==== Text block ====
BOSSES at the company that is building Swindon's Great Western Hospital have waved goodbye to a £17 million windfall.
The potential jackpot had been due to directors of Wolverhampton-based construction firm Carillion almost three years after its demerger from Tarmac.
But the pay bonanza, based on an incentive scheme known as the Founders' Equity Plan, has been scrapped because the company has had to change the way it keeps it books.
The scheme's 125 members invested just over £2 million, giving them 1.5 million shares and options over a further six million with the majority of any awards going to company directors.
The windfall was due if the Carillion's average share price reached 276p over the six weeks to August 31.
But last week the company's share price tumbled, dropping to 140p on Friday, after it was forced to scrap a method of accounting that was said to flatter profits.
The move came after concern among investors over the way Carillion accounted for Government contracts through private finance initiatives, the method being used to finance the Great Western Hospital, and public private partnerships.
====
Tasks and exercises
• A. Reproduce the part of the Carillion article starting at "The scheme's 125" and ending at "to company directors.".
• B. According to the Carillion article, what average share price did the company need to reach for the windfall to be paid, and over what period?
• C. Resume the article about Carillion's scrapped directors' bonus, starting after its final sentence.
The material that follows the article is not needed for any of this work.
==== Record set ====
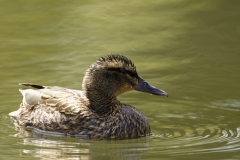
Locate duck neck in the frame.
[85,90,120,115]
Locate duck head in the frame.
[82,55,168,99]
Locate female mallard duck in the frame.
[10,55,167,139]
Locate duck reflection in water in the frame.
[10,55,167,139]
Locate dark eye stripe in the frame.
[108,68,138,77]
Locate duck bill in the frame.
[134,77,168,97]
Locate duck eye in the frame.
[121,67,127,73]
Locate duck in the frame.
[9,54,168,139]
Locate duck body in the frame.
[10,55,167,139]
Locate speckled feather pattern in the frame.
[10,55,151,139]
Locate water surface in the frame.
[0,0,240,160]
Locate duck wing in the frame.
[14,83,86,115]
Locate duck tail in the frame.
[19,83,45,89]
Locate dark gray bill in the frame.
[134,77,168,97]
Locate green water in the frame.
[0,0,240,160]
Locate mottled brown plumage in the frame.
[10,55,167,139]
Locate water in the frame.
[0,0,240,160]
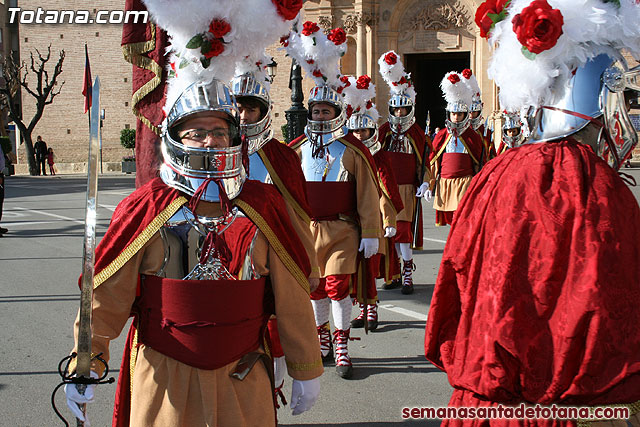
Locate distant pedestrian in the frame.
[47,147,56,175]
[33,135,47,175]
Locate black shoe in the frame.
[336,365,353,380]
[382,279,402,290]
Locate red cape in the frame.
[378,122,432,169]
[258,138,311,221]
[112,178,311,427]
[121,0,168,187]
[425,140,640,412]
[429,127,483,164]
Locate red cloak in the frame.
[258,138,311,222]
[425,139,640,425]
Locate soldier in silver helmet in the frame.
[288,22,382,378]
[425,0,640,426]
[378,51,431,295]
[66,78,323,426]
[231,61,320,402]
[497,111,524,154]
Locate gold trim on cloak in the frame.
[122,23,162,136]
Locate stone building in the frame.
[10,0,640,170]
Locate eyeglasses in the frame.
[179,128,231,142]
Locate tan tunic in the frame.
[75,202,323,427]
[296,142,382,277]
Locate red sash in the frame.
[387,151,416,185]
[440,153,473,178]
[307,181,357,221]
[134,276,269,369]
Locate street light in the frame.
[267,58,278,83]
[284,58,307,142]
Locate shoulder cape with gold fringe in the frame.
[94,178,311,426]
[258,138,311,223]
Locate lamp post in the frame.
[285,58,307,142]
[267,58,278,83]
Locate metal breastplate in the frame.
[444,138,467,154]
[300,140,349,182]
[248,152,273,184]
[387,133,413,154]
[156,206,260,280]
====
Your responses
• A.
The scheme's 125 members invested just over £2 million, giving them 1.5 million shares and options over a further six million with the majority of any awards going to company directors.

• B. An average of 276p over the six weeks to August 31.

• C.
Under new rules the costs of mounting a bid, which can run into millions of pounds, must be booked to the company's profit and loss account.
Carillion did this on contracts it did not win, but deferred the cost of those that were successful.
These accounting changes will see around £12 million wiped off the company's profits over the next two years.
If shares had averaged 276p, Carillion would have handed out four additional shares for each one bought under the plan.
Directors would still have benefited, but to a lesser extent, with one share handed out for each one bought if the share price had hit the 146p mark in the period to the end of August that now looks unlikely to happen.
In spite of this bad news for Carillion's directors the company is on target to complete work on the £148 million state-of-the-art hospital at Commonhead by November 5 .
Project manager Paul Dempster said: "We are still on course to finish on schedule.
"Everything is going very well and people are counting down the days until it is complete.
"Commissioning of the building services is well under way and we are close to turning it from a building site to an operational facility.
"Swindon and North Wiltshire has been crying out for a state-of-the-art hospital for a while and I have no doubt that the Great Western will serve its people well."
The hospital, which will replace Princess Margaret Hospital two miles to the west, will have fewer beds than its predecessor.
But will be also supported by a network of intermediate care units allowing beds to be freed up more quickly.
The Great Western Hospital will take 464 inpatient beds and 87-day case beds.
It will also have 19 per cent more clinical floor space that PMH and will be supported by a 60-bed rehabili-tation unit.